▶ [DESCRIPTION OF THE TASK]: From the listing below, output only the lines starting at the line that has "Return one point per instance of the grass" and ending at the line that has "Return one point per instance of the dirt", exactly as they appear, ends included.

▶ [RECORDS TO USE]:

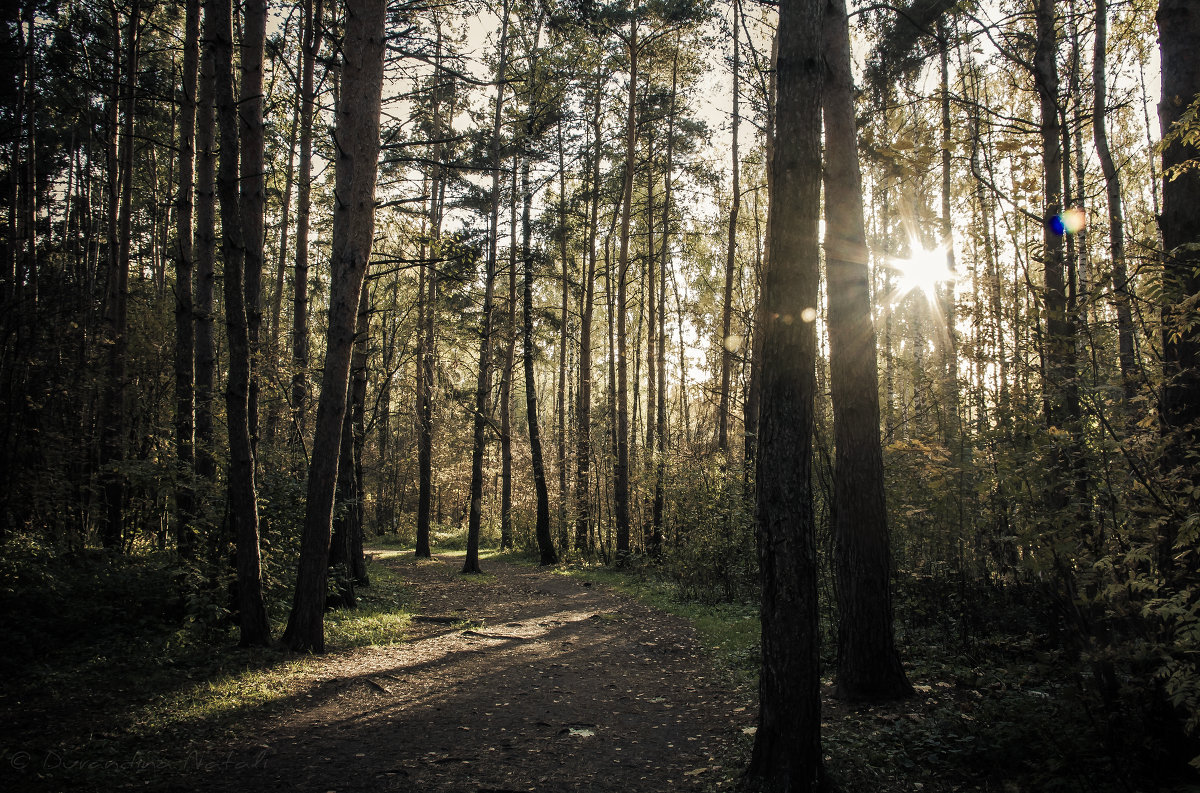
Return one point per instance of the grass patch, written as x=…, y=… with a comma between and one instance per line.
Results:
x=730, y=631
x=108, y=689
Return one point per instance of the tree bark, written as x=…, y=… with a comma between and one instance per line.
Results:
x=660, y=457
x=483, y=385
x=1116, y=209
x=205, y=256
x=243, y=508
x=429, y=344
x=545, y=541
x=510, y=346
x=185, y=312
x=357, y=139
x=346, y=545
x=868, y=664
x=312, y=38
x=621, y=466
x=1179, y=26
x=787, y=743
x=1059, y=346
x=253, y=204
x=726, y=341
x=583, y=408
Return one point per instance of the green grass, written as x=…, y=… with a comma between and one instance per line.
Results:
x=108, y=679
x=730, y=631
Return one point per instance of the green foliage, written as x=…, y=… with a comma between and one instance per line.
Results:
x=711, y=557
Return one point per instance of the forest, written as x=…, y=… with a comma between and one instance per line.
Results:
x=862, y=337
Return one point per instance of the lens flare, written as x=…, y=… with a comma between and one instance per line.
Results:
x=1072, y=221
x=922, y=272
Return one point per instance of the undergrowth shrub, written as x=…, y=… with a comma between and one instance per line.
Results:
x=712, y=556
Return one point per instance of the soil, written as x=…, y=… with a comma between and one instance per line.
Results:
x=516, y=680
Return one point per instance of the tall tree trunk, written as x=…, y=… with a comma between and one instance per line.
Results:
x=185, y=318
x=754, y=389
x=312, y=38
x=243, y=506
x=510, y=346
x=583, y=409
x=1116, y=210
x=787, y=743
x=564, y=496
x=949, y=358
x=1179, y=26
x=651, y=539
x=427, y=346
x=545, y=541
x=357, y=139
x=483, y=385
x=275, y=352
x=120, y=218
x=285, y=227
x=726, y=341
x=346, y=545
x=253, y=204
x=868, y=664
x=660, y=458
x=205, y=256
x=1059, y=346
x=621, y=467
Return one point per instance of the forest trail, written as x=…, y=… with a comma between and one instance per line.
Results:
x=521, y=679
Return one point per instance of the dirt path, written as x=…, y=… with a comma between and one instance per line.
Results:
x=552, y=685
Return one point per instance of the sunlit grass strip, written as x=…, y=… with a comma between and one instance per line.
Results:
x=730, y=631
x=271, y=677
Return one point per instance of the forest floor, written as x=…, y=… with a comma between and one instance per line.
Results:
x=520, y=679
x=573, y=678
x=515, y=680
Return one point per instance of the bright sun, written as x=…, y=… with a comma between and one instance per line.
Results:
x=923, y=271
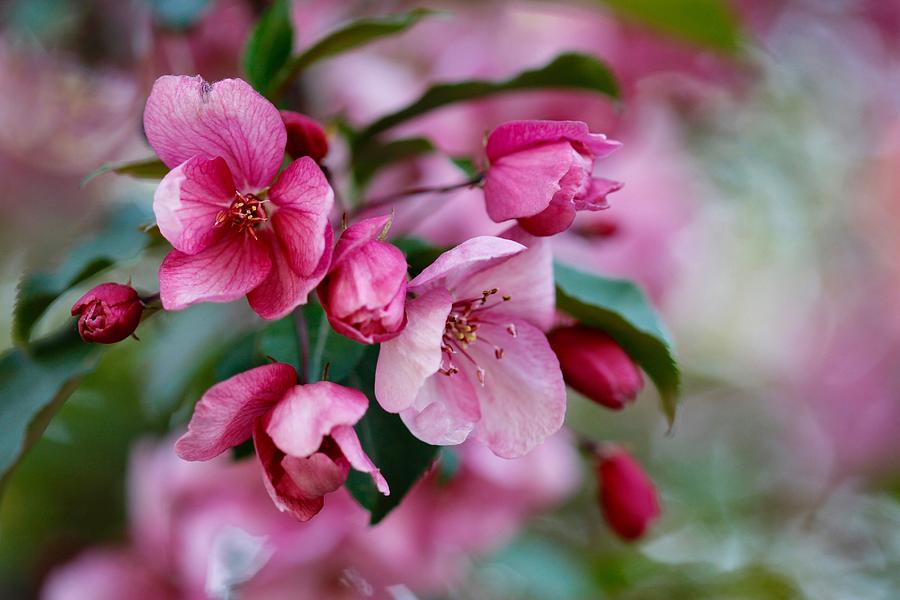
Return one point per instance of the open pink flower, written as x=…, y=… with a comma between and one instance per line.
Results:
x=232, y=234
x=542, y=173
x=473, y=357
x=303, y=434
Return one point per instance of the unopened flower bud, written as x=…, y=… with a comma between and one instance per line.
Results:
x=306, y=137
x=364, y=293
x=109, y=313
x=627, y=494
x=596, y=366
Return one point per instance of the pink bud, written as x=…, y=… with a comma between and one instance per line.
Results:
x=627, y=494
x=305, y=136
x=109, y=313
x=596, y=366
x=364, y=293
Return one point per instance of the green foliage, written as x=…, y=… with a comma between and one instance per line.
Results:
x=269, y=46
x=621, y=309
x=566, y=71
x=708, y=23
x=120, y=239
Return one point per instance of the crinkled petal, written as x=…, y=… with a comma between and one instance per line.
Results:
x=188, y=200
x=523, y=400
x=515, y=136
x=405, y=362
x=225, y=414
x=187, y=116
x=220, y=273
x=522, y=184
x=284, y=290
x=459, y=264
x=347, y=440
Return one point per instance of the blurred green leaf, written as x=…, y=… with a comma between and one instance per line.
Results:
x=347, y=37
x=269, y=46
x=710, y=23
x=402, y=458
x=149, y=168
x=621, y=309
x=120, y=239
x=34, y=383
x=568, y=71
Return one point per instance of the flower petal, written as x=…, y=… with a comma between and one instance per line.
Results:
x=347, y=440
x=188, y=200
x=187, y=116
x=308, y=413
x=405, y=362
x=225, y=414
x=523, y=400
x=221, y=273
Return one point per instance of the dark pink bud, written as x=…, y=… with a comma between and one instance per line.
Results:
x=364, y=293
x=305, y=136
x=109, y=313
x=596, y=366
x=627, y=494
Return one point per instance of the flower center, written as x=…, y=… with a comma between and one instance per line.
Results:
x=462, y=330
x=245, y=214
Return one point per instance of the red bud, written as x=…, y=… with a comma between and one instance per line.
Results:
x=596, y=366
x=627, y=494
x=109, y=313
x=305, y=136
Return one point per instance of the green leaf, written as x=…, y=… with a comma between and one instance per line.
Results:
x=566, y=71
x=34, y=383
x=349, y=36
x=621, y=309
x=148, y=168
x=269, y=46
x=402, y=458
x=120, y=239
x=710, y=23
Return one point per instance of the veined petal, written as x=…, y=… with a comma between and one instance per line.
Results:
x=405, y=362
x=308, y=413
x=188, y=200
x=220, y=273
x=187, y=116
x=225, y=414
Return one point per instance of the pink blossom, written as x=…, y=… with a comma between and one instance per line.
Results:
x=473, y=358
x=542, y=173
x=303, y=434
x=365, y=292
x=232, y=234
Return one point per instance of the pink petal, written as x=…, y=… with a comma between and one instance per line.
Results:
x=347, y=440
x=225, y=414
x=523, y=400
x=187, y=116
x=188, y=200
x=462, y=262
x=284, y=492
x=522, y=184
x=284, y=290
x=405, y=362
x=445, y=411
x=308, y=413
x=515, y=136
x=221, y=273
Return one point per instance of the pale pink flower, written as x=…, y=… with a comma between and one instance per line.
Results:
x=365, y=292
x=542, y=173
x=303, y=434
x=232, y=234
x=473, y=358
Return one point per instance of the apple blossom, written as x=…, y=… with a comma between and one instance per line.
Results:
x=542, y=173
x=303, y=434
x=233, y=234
--
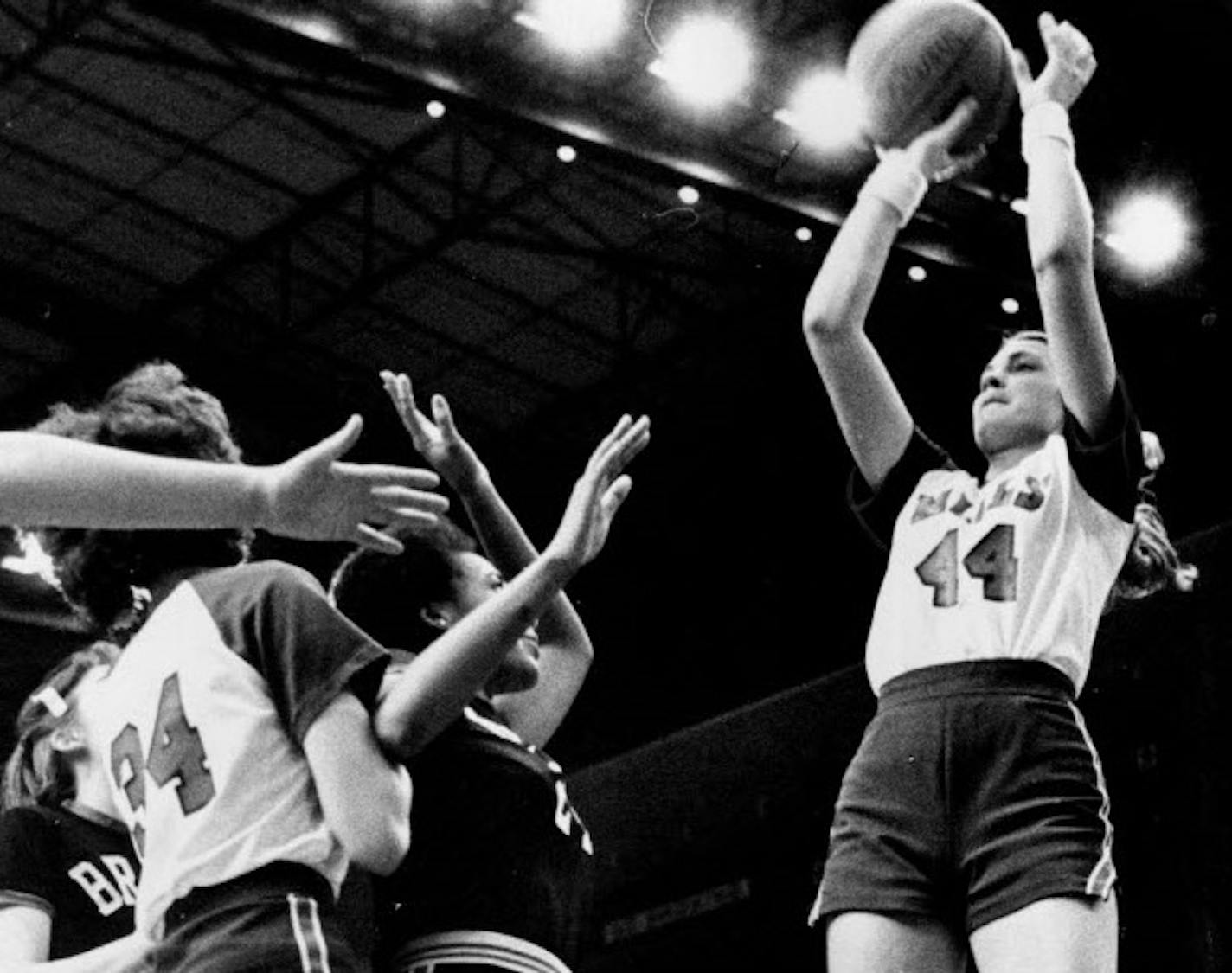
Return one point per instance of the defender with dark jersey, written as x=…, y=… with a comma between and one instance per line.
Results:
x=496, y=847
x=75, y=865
* * *
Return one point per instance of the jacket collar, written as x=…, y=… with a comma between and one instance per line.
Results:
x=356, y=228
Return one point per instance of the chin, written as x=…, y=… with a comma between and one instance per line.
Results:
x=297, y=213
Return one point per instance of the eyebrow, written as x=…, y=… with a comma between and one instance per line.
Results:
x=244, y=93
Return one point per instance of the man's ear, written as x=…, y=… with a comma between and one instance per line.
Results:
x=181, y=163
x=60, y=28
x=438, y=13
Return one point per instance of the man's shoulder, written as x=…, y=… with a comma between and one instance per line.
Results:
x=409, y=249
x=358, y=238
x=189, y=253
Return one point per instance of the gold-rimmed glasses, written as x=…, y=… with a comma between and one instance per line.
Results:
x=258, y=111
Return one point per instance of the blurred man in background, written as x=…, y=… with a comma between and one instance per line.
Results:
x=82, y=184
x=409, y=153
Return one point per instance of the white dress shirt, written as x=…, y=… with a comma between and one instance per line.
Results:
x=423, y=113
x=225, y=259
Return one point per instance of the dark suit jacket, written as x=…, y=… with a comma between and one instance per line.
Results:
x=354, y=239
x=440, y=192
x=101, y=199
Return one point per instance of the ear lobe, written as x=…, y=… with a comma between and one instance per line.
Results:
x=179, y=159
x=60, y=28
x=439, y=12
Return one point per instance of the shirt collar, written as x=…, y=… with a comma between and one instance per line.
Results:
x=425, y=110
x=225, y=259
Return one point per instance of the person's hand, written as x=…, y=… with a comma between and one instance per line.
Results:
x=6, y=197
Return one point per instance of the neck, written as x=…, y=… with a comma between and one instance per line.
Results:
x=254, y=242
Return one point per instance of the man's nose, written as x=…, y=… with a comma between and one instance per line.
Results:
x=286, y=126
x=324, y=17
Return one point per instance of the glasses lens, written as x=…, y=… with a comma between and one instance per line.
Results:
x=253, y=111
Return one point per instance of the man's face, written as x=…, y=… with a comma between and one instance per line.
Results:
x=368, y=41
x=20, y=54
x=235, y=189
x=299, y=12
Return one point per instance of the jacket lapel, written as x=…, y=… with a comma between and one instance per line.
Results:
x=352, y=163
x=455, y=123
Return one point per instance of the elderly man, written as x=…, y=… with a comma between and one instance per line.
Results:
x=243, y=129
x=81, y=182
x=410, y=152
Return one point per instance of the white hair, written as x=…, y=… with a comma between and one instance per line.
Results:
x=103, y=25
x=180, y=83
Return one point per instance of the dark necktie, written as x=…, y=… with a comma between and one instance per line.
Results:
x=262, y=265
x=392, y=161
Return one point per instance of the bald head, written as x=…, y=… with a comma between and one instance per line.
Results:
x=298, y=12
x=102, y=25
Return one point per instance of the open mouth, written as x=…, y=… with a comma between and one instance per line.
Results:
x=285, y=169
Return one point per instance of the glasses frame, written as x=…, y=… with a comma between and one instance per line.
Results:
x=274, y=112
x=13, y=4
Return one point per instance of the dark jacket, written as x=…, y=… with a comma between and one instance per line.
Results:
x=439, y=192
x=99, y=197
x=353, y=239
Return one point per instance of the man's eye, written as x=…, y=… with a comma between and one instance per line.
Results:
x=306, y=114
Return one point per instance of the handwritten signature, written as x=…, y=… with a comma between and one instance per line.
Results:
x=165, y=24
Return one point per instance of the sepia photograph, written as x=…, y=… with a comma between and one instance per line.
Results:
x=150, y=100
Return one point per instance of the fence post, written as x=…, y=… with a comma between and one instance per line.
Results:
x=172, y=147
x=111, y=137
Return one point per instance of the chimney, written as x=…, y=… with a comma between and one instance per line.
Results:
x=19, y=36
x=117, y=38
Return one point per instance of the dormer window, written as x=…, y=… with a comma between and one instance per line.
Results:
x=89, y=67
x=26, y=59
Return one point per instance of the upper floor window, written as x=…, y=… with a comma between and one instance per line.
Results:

▶ [WORKED SOLUTION]:
Return one point per instance of the grass patch, written as x=…, y=… with a comma between and one instance per line.
Results:
x=730, y=631
x=108, y=689
Return one point per instance of the tree bark, written as x=…, y=… with a comma between and one instance per line.
Results:
x=660, y=457
x=483, y=385
x=1116, y=209
x=205, y=256
x=243, y=508
x=429, y=344
x=545, y=541
x=510, y=346
x=185, y=312
x=357, y=139
x=346, y=545
x=868, y=664
x=312, y=38
x=621, y=466
x=1179, y=26
x=787, y=743
x=1059, y=346
x=253, y=204
x=726, y=341
x=583, y=408
Return one point per instance of the green grass, written as x=…, y=… with a comma between and one instance per line.
Results:
x=108, y=679
x=730, y=631
Return one point per instance of the green foliage, written as x=…, y=… with a comma between and one instance per line.
Results:
x=711, y=557
Return one point per instance of the forest, written as x=…, y=… with a comma between and one instance per line.
Results:
x=862, y=337
Return one point per instance of the lens flare, written as x=…, y=… with a comma between and one instance per line.
Results:
x=1072, y=221
x=922, y=272
Return one point per instance of the undergrowth shrub, written as x=…, y=… with a comma between and one instance per line.
Results:
x=712, y=556
Return one point per instance of the soil, written as x=…, y=… with a comma between and one instance per line.
Results:
x=516, y=680
Return one point per instance of the tall tree trunk, written as x=…, y=… with a comma between and one instance per line.
Results:
x=185, y=318
x=754, y=389
x=312, y=38
x=243, y=506
x=510, y=346
x=583, y=409
x=1116, y=210
x=787, y=743
x=564, y=496
x=949, y=358
x=1179, y=26
x=651, y=539
x=427, y=346
x=545, y=541
x=357, y=139
x=483, y=385
x=275, y=352
x=120, y=218
x=285, y=227
x=726, y=341
x=346, y=545
x=253, y=204
x=868, y=664
x=660, y=458
x=205, y=256
x=1059, y=346
x=621, y=467
Return one point per instance of the forest trail, written as x=…, y=… with a comma between and one instance per line.
Results:
x=521, y=679
Return one point per instance of the dirt path, written as x=…, y=… with a comma between and one instance per line.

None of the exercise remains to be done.